Sammle aus den Einträgen unten jede Zeile, die das Wort „document“ enthält, und gib diese Zeilen vollständig wieder.

⁂

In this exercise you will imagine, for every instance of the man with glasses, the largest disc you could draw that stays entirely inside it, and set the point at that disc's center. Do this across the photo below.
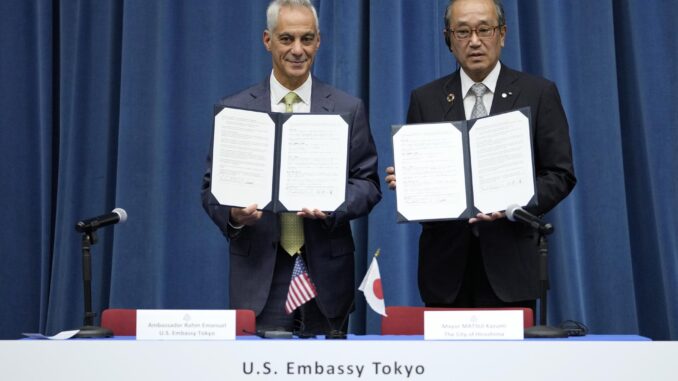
(266, 249)
(488, 261)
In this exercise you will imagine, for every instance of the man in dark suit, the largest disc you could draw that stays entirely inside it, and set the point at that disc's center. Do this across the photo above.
(260, 268)
(489, 261)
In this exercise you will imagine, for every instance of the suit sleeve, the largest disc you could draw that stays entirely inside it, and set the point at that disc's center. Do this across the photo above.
(553, 152)
(363, 190)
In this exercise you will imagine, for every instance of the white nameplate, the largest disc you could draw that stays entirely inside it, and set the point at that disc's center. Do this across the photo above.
(186, 325)
(473, 325)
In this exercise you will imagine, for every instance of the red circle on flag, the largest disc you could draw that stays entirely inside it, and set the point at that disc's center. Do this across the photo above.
(376, 288)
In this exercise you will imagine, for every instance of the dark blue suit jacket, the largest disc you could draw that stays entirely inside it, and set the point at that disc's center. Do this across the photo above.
(329, 243)
(509, 249)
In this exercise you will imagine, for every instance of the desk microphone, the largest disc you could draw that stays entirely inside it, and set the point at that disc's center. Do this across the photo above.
(516, 213)
(117, 215)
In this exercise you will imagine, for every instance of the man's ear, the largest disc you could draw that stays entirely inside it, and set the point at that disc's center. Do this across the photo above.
(266, 39)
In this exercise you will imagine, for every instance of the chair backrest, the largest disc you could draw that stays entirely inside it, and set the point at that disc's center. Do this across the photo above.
(123, 322)
(408, 320)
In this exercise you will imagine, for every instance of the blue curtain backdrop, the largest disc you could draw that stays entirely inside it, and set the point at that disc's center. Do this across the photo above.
(108, 104)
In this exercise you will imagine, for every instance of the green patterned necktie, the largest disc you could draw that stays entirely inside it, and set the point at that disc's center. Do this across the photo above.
(291, 225)
(478, 91)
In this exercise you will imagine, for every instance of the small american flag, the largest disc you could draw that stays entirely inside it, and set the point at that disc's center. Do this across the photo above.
(301, 288)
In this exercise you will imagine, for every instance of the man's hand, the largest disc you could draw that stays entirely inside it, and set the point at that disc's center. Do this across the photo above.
(486, 217)
(314, 214)
(390, 177)
(245, 216)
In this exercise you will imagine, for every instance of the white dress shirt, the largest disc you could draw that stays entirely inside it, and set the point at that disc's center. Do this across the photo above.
(470, 99)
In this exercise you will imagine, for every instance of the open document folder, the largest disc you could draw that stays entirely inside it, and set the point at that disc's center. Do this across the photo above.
(281, 162)
(454, 170)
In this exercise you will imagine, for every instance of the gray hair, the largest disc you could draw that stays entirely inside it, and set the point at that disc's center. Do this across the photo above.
(497, 6)
(273, 12)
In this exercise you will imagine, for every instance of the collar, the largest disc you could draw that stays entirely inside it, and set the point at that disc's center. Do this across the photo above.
(490, 81)
(278, 91)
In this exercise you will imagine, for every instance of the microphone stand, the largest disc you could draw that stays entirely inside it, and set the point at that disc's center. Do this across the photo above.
(543, 331)
(89, 330)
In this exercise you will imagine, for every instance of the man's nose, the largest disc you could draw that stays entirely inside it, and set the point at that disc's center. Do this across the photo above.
(475, 39)
(297, 48)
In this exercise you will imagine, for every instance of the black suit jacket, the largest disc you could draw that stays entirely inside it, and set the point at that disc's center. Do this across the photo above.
(509, 249)
(329, 243)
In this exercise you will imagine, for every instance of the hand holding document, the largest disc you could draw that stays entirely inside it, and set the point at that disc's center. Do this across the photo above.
(454, 170)
(280, 162)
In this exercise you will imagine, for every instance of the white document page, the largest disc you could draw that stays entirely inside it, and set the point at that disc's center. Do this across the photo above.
(501, 161)
(313, 162)
(242, 158)
(429, 162)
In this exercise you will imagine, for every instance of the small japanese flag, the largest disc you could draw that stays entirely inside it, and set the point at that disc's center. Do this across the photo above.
(371, 287)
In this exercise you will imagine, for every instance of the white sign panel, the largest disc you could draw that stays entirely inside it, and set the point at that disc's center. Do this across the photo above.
(186, 325)
(473, 325)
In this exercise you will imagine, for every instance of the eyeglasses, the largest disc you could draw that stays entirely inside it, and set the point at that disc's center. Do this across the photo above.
(465, 33)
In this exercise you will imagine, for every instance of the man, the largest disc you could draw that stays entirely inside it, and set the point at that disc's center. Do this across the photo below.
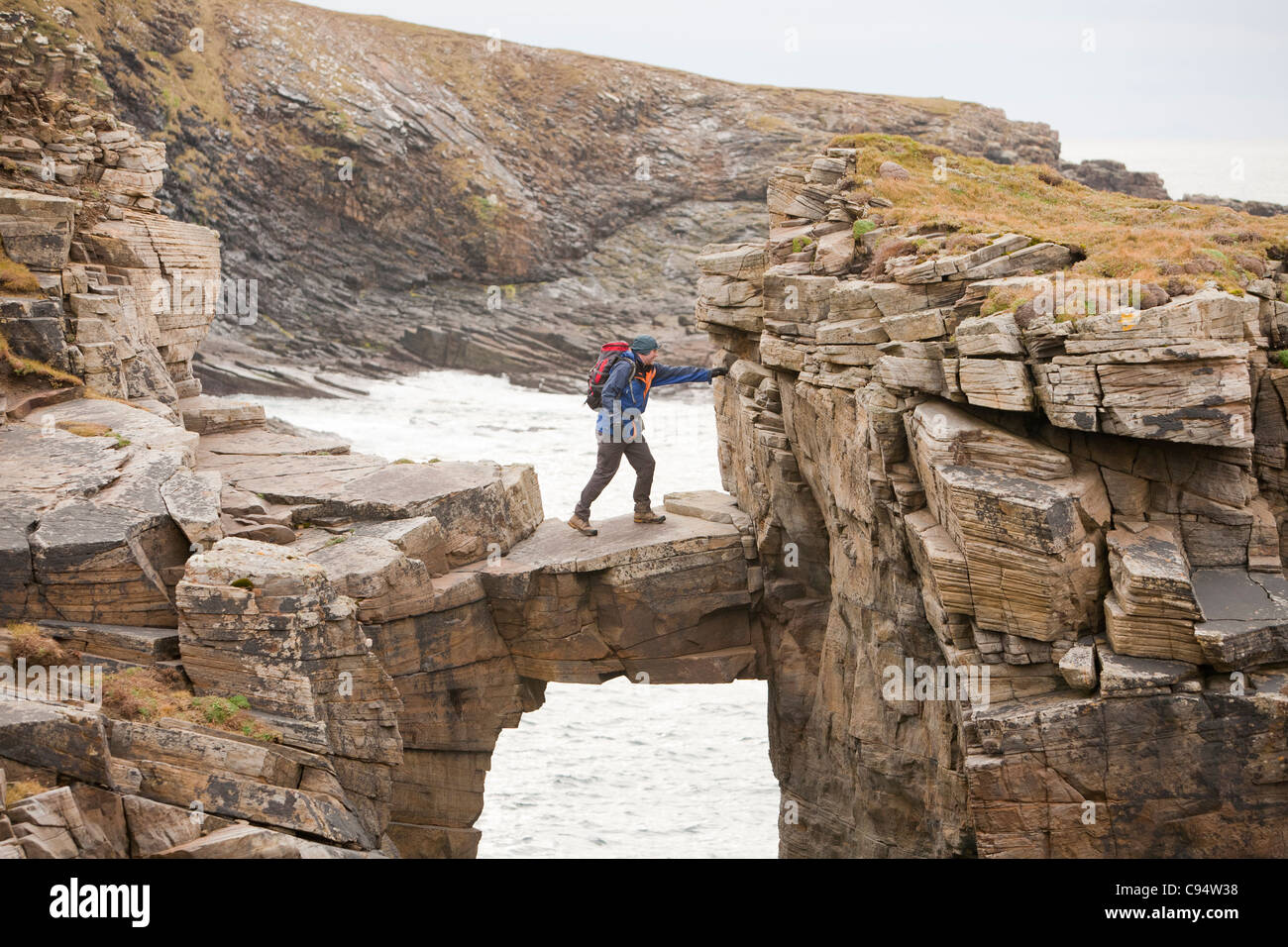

⁂

(Antwort zur Aufgabe):
In this exercise you will imagine, for every instance of the open document folder, the largest disc you could draw that stays entirely inside it, and set the point at that disc's center. Do this across the photo above.
In this exercise you will imagine, for every instance of the hand holding document, the largest disc you could draw that stays entirely inside it, and set the point at that disc's center. Do this across the photo above.
In this exercise you will imagine, for every instance of the white document page, the largest disc you could draw that stays entirely inside it, and set the point at that disc's center. Do this across the photo above.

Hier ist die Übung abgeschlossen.